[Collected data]
++++

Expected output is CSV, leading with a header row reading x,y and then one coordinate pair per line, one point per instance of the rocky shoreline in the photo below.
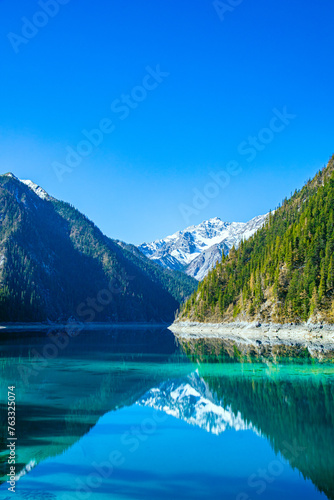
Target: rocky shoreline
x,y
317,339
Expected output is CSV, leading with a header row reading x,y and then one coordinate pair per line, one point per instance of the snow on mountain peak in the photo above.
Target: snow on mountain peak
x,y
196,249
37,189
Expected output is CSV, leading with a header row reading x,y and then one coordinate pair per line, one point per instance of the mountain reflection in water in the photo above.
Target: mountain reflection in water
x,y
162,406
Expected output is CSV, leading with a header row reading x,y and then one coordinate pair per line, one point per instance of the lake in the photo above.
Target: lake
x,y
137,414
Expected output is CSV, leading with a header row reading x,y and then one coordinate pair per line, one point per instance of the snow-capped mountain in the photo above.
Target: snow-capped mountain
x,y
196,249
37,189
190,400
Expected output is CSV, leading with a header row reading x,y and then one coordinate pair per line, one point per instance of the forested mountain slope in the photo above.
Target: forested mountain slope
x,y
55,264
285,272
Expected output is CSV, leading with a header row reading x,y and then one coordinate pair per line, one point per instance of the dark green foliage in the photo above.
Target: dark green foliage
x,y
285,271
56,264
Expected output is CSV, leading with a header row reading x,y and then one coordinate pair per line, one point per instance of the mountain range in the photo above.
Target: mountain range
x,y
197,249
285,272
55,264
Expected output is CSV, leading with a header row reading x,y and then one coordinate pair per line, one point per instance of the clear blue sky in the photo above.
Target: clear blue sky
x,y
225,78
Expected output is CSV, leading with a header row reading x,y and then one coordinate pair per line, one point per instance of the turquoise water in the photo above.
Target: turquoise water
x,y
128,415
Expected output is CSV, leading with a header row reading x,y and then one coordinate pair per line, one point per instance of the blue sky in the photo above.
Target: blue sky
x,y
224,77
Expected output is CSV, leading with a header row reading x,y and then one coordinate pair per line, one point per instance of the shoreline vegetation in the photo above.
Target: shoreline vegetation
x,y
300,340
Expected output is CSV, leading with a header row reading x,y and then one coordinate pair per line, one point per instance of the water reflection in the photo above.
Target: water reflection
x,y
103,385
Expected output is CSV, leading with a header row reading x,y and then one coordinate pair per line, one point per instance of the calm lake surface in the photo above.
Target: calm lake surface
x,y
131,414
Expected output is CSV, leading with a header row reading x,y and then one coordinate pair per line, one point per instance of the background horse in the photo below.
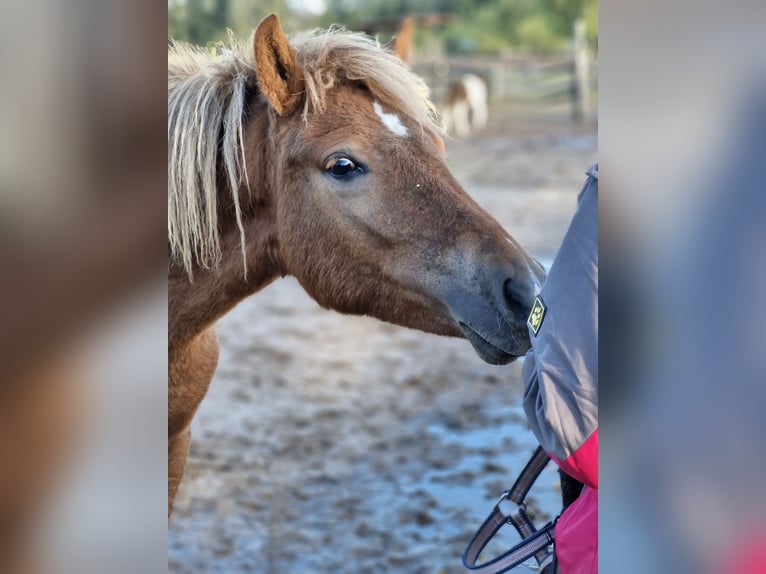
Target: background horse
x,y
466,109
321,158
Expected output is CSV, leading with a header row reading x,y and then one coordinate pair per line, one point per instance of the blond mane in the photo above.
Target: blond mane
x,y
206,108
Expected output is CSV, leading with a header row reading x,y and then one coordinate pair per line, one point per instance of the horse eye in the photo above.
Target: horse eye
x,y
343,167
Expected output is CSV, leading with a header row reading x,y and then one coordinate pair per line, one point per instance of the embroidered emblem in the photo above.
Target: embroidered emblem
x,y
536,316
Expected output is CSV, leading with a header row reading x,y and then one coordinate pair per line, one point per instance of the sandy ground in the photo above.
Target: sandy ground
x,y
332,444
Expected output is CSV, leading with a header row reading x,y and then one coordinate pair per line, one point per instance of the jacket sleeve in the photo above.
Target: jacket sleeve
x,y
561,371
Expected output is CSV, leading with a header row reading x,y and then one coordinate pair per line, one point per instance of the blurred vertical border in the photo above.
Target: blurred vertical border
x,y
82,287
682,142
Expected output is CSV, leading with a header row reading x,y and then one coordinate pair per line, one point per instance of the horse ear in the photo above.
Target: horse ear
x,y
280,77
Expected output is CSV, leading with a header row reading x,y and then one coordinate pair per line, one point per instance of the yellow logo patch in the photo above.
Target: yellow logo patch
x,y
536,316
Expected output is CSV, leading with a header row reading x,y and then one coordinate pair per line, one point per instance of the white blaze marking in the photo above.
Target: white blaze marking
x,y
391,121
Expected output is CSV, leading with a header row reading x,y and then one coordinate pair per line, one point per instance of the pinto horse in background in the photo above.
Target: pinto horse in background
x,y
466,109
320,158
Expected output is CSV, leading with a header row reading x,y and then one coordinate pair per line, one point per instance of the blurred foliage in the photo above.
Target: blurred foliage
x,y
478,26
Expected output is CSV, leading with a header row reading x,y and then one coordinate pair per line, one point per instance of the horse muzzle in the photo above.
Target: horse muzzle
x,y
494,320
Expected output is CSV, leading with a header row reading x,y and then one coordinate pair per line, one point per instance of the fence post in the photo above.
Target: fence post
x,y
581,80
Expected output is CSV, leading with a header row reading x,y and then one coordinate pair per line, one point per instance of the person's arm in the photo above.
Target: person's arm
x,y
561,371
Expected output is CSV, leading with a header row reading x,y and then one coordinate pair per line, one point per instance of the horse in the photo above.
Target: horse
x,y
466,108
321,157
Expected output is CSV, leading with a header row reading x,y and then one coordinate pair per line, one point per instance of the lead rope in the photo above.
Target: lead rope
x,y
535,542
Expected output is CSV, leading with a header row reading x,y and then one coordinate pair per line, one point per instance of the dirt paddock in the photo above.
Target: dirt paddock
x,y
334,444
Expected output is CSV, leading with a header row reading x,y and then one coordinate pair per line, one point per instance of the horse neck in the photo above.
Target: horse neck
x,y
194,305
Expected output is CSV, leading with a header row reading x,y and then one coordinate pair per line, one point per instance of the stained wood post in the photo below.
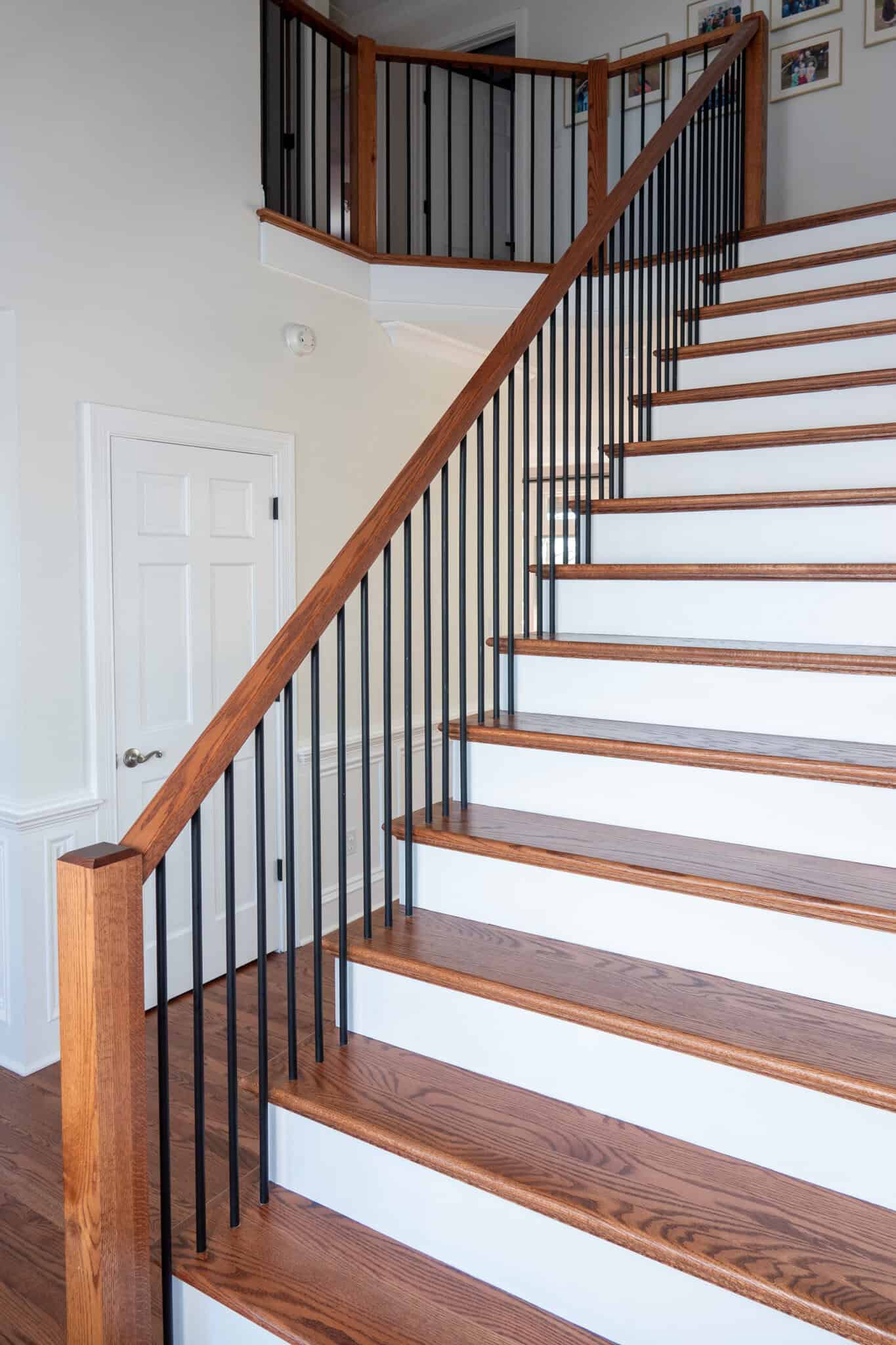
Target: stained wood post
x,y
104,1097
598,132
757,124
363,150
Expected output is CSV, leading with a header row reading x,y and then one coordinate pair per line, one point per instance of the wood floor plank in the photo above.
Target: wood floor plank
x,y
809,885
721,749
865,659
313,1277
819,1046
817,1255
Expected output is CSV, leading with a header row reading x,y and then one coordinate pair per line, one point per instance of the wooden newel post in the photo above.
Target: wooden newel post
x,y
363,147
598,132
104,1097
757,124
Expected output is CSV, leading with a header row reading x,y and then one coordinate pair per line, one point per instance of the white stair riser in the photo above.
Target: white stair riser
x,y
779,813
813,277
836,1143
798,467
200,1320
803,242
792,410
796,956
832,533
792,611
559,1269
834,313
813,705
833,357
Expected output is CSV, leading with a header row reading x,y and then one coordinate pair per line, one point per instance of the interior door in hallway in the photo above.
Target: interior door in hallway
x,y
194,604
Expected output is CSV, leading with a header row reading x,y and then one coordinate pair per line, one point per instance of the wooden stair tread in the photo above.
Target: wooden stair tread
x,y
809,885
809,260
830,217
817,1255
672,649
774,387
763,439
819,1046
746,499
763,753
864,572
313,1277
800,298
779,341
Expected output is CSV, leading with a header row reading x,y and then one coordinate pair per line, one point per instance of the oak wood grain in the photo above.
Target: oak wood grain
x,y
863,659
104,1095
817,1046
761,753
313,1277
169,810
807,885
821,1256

++++

Return the preceding entries exactly, each word as given, but leave out any picture.

Expected output is CSV, leading with a header row reading x,y and then one coordinate pair per line, one point per instance of the rocky shoreline in the photo below.
Target: rocky shoreline
x,y
317,339
Expected output is CSV, leading with a header row reading x,y and then one coordinate pair per line, one point per instance of the snow on mountain peak in the photo above.
Target: snow on mountain peak
x,y
196,249
37,189
Expected output is CSV, leading with a header row reading x,y and then one coordinate pair per line, one point per instance of the mountain reflection in water in the photo above.
Target: mountain reflection in water
x,y
162,406
Expected output is CSV, leading with a header row reading x,y and then one coordinate pair per line, one point per instance of the lake in the photo above.
Target: lake
x,y
137,414
Expected output is CSV, leading with a header row reading x,y and then one coordinate pair per line, one point per instance of the snow-capped mountain in the photo above.
Target: snow-capped mountain
x,y
196,249
37,189
190,400
Expected output is CSV, leading with a header row reading x,y and then one coordinate pair per line, one point per instance of the forested mountain slope in the photo above.
Target: forested mountain slope
x,y
55,264
285,272
Expected output is CSV, leading with a header row reading x,y and then one coordinate pair per line, one point per instance of the dark green foliage in the photo above.
Target: dark green foliage
x,y
285,271
56,264
Expected output is CSV, leading with a header row reading x,y and then one coordinate pair per line, one point per instance of the mountain range in the photo above.
Target: mountain range
x,y
197,249
285,272
55,264
Expected output is CSV, leading with a header row reading x,y and then one coordinate pair per line, one point per instance of the clear blue sky in the photo above.
Target: clear blue sky
x,y
225,78
Expected output is CSV, leading with a header row reading x,y and then one coordinate pair per line, one point per instance of the turquoise water in the photo above.
Target: turquoise water
x,y
128,415
Expected output is CSV, leading with a header row reading x,y and then one coordinate pair per line, one point per instance of the blue sky in the photo above.
Target: blue sky
x,y
224,77
Expected output is CSV, leading with a header row reading x,y and then one coordinate pair per line, one point per instance of the shoreline vegetation in the photo above.
Target: shoreline vegetation
x,y
300,340
Expected output is CSV, leading with a header row reading x,y and then one coordinate pair per line, one point per instance of the water reflection in the photo above.
Target: water reflection
x,y
103,385
Expected output is CSV, leading with a header row reading x,y and then one coordinate pair per line, one point per instance of the calm lake surface in the photo above.
Target: calm lake surface
x,y
131,414
Expected output is CSV, leading with a header row reading x,y and then one coordinate pair per line, one point per instance of the background horse in the photo below.
Target: background horse
x,y
466,109
321,158
Expected output is CSV, leading with a header row reading x,y and then one coordinate pair per line, one point per instance of the blond mane in the photo above.
Target: blond mane
x,y
206,108
Expected output is CSV, leading with a header row reading x,y and then one coordinate pair per line, one point per instance of the horse eye in the photo above.
Target: horse eye
x,y
343,167
Expected output is CSV, leading with a header row reading x,y and then one coordinate pair per line, one point per instance of the embroidered emblem in the photo above.
Target: embroidered emblem
x,y
536,316
Expected output is CSV, leading with a header row reading x,y and then one coordinate pair per line, one point per instance of the sandy ground in the photo above.
Target: sandy ground
x,y
332,444
Expected output is CSV, leading with a header row reading x,y and then one coordinate pair per line, one point per instance of the jacket sleeve in the photo above.
Target: jacket sleeve
x,y
561,371
Expected output is CSV, leading with a header row reading x,y and then one coordinate pair per line, one point per instance of the blurred vertical border in the photo above.
Target: blurred vertical border
x,y
82,287
682,142
Expected output is CSV, leading with a header row reading x,y and then one coordinate pair per line, one point per instance of the horse ear in the photo above.
Target: horse ear
x,y
280,77
Expected output is CSV, leading with a header row reading x,y and then one coordinate pair per line, one point per instance of the yellow logo patch in the photo above.
Target: yellow logo patch
x,y
536,316
Expected output is CSV, leading with a header row reading x,y and then one coordinate pair per line, one point per instance of the white blaze marking in the photo above.
Target: white blaze marking
x,y
391,121
Expected output is CSV, leading with a header row reading x,y and then one coordinate pair per line, one point per instance of the pinto horse in background in the photo above.
Target: pinto horse in background
x,y
466,109
320,158
Expected output is CSV, leading with a header row reading x,y and then one coordinate pair per line, one point per instance of the blurred foliage in the photo above.
Target: blurred foliage
x,y
478,26
Expected output is CSV, leading with a header row reading x,y and then one coordinate pair per line, one point per instance of the horse muzzle in the photo above.
Target: horse muzzle
x,y
494,320
Expected output is CSV, leading with a header row reading x,y and then one coordinate pair per line, one point per instance of the fence post in the photo above.
Target: fence post
x,y
581,80
Expected output is CSV, leading with a header row reading x,y and then one coordinate pair per line, one point per instance of the person's arm in the photo above.
Target: person's arm
x,y
561,371
Expected output is CSV, leading with a header row reading x,y and then one coordinate pair per line, one point per instance of the horse in the photo above.
Target: horse
x,y
466,108
321,157
Expected output is CSV, leading with a header row reading x,y and then one coordinate pair per line, one point per instance of the lead rope in the photo above.
Target: lead rope
x,y
535,542
Expected output is CSV, leading with a header row reading x,y and then one coordinate pair per line, one point per instance of the dirt paddock in the photo above.
Target: dirt paddock
x,y
334,444
Expected output is CSV, leading with a header row reading x,y and then one coordinate pair per line, one point per instance of the horse neck in the photo above.
Target: horse neck
x,y
194,305
Expected output is CSV, leading with a header row reading x,y and then one coordinate pair per line, one point per instance of the stained wood post in the photo below.
Target: stained wood post
x,y
104,1097
598,132
757,124
363,150
Expected output is CSV, leading with a header row reading x,y and then one coordinate pair per line, one point per instance of the wood floor plank in the photo above.
Target: wood floor plank
x,y
809,885
721,749
865,659
313,1277
819,1046
817,1255
Expected output is CSV, leading with a header row reading x,y and then one coordinate pair per line, one point per instance of the wooden newel post in the photo above.
Target: wooden newel post
x,y
363,147
598,132
104,1097
757,124
Expected output is CSV, leading with a header row reading x,y and then one coordinate pair per line, one point per instance of the white stair riser in the photo above.
Target: white stair riser
x,y
779,813
813,277
836,1143
798,467
200,1320
803,242
792,410
796,956
832,533
792,611
559,1269
834,313
813,705
833,357
Expected output is CSV, leading with a header row reading x,y and then one coordinate pair per line, one point per instance of the interior door in hallway in the photo above.
Target: interior door in hallway
x,y
194,604
Expected output is CSV, leading with a header row reading x,y and then one coordinate pair per line, one point per instance of the wooden stair tread in the photo above.
Target: wooden stair tread
x,y
809,885
809,260
830,217
817,1255
672,649
774,387
763,439
819,1046
746,499
763,753
864,572
313,1277
800,298
779,341
Expected output is CSV, leading with a header row reading x,y and then one coordinate pair per line, one point per instance of the oak wood grain in the photo above.
Target: oak wood grain
x,y
863,659
104,1095
817,1046
761,753
313,1277
169,810
807,885
821,1256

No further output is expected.